**The exercise:**
Reproduce word for word the part of the tribunal decision below, starting with "4. The applicant" and going on through "of Australian citizenship.".

Last Updated: 5 February 2002

DECISION AND ORAL REASONS FOR DECISION [2002] AATA 40

ADMINISTRATIVE APPEALS TRIBUNAL )

) No S2001/166

GENERAL ADMINISTRATIVE DIVISION )

Re DOUGLAS PETER GOODMAN

Applicant

And MINISTER FOR IMMIGRATION AND MULTICULTURAL AFFAIRS

Respondent

DECISION

Tribunal Senior Member WJF Purcell

Date 14 January 2002

Place Adelaide

Decision For the reasons given orally at the hearing of this matter, the Tribunal affirms the decision under review.

(SIGNED)

..............................................

WJF PURCELL

(Senior Member)

CATCHWORDS

IMMIGRATION & CITIZENSHIP - Residency requirements - Activities beneficial to the interests of Australia

Section 31 Australian Citizenship Act 1948

Re McCarthy and Minister for Immigration, Local Government and Ethnic Affairs (1993) 30 ALD 447

Fraser v Minister for Immigration, Local Government and Ethnic Affairs S91/205

Minister for Immigration, Local Government v Ethnic Affairs v Roberts (1993) 41 FCR 82

DECISION AND ORAL REASONS FOR DECISION

14 January 2002 Senior Member WJF Purcell

1. This is an application for review of a decision of a delegate of the respondent (the Department) dated 4 April 2001, which refused a grant of citizenship to the applicant pursuant to the Australian Citizenship Act 1948 (the Act) on the basis that the applicant did not satisfy the residency requirements of section 13(1)(d) and (1)(e) of the Act.

2. The evidence before the Tribunal comprised the documents lodged pursuant to section 37 of the Administrative Appeals Tribunal Act 1975 (the T documents), together with exhibits tendered by the applicant, who appeared on his own behalf with the assistance of his father, Dr Goodman. Mr Telfer appeared for the Department.

3. The applicant was born on 31 July 1974 in the United Kingdom and continues to be a citizen of the United Kingdom. He came to Australia with his parents in July 1976, when he was two years old. He remained permanently in Australia until September 1996, when he travelled to New Zealand to undertake Veterinary Science studies. He is a permanent resident of Australia, and holds a resident return visa valid until 12 June 2005.

4. The applicant is a graduate of Flinders University in science, and was unable to obtain a place in a mainland university to pursue a second degree. Although not a citizen of Australia he could not be regarded as an overseas fee paying student. The only alternative available to him was to obtain a place at a New Zealand university. He completed his degree in December 2001, and returned to Australia on 21 December 2001.

5. On 5 September 2000 the applicant lodged an application for the grant of Australian citizenship.

6. The applicant had applied for consideration of the resident's exemption under section 13(4)(b)(i) of the Act and sought the exercise of the Minister's discretion to treat periods of residence outside Australia as periods during which he was engaged in activities "beneficial to Australia", and therefore as a period during which he was present in Australia for the purposes of Section 13(1) of the Act.

**Dataset records:**
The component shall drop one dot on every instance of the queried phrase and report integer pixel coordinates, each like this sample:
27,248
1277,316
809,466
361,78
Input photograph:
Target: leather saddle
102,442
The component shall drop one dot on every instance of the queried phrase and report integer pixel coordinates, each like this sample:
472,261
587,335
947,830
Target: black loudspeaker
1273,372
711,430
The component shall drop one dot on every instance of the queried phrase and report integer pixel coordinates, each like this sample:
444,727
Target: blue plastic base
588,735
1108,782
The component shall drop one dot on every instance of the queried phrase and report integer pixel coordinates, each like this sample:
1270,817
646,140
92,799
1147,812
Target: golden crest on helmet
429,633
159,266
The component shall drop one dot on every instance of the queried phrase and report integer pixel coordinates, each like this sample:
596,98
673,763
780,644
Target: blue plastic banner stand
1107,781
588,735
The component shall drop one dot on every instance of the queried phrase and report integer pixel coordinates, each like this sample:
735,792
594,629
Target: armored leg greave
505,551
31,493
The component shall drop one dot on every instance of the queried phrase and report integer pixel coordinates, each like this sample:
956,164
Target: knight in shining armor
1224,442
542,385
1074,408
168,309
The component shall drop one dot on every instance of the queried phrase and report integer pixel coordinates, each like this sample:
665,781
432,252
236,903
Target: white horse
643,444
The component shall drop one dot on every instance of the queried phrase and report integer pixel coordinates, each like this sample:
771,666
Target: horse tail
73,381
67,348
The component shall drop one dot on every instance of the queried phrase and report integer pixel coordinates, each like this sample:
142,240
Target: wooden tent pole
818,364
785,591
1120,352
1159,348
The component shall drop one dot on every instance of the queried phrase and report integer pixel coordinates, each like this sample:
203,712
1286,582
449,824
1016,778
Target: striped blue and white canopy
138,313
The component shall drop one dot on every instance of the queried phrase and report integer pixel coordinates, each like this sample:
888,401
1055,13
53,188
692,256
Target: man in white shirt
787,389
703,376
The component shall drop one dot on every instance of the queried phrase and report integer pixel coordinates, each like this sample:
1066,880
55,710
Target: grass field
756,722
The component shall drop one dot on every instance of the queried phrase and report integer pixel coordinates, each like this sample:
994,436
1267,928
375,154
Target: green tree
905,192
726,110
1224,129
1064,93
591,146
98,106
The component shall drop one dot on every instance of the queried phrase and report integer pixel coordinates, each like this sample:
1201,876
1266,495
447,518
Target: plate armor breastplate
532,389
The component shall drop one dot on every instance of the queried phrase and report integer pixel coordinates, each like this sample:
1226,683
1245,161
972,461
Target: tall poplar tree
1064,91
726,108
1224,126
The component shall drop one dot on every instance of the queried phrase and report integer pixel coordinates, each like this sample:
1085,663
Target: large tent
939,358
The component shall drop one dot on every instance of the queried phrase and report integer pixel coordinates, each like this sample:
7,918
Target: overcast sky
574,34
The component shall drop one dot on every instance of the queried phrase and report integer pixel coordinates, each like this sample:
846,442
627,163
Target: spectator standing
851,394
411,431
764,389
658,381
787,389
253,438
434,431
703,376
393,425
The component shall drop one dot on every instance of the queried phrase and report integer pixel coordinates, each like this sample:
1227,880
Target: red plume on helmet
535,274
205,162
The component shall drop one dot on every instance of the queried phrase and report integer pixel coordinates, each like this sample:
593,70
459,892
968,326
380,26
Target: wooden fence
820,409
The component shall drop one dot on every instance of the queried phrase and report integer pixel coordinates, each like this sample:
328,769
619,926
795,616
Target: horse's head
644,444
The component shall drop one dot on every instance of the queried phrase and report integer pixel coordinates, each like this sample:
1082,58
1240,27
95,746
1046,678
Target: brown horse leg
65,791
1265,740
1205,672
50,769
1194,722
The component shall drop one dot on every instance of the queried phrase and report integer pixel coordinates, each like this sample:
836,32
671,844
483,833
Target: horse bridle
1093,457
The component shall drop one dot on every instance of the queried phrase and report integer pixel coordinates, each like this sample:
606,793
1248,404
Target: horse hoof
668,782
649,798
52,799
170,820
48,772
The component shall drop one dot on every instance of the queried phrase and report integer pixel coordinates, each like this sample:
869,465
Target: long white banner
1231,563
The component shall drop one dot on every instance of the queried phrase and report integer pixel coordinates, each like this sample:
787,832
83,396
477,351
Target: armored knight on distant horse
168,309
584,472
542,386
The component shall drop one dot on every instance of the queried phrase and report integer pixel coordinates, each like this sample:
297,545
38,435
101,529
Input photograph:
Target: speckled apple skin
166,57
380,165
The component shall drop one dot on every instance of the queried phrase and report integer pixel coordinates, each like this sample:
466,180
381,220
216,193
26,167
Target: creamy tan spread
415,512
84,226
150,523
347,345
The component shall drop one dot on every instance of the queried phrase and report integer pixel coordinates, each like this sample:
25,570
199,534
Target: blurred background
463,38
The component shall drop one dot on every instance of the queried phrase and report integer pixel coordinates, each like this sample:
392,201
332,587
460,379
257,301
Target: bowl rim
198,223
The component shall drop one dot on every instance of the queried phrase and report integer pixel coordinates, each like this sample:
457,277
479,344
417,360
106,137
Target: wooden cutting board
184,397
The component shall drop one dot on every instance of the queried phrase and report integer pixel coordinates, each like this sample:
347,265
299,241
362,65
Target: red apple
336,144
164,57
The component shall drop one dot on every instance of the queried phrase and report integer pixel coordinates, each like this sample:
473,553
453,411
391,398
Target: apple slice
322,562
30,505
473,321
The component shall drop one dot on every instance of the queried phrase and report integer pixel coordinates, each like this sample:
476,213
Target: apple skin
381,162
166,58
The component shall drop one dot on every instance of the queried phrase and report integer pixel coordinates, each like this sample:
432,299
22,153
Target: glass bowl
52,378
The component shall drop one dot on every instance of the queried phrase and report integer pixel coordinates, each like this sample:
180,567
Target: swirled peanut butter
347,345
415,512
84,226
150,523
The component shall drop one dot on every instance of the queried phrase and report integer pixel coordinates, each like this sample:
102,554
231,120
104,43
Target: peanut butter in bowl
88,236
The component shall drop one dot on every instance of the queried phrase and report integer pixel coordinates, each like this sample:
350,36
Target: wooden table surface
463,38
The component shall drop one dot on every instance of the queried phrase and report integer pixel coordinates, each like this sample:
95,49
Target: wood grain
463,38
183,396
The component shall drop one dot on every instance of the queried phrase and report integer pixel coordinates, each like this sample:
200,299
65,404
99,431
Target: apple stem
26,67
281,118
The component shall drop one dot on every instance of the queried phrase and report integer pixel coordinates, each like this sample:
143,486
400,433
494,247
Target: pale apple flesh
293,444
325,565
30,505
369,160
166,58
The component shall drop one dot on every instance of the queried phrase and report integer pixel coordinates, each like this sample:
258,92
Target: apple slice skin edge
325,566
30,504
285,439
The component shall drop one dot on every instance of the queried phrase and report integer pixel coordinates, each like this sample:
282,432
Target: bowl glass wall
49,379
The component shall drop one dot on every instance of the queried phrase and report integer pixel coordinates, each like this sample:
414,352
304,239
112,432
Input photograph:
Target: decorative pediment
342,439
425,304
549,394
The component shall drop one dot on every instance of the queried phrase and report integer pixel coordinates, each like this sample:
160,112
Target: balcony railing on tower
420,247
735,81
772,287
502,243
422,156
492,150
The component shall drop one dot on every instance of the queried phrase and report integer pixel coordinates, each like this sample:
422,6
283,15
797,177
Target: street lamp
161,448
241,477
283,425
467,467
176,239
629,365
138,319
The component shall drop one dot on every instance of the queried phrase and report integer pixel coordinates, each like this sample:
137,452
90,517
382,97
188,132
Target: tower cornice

**Result of the exercise:**
4. The applicant is a graduate of Flinders University in science, and was unable to obtain a place in a mainland university to pursue a second degree. Although not a citizen of Australia he could not be regarded as an overseas fee paying student. The only alternative available to him was to obtain a place at a New Zealand university. He completed his degree in December 2001, and returned to Australia on 21 December 2001.

5. On 5 September 2000 the applicant lodged an application for the grant of Australian citizenship.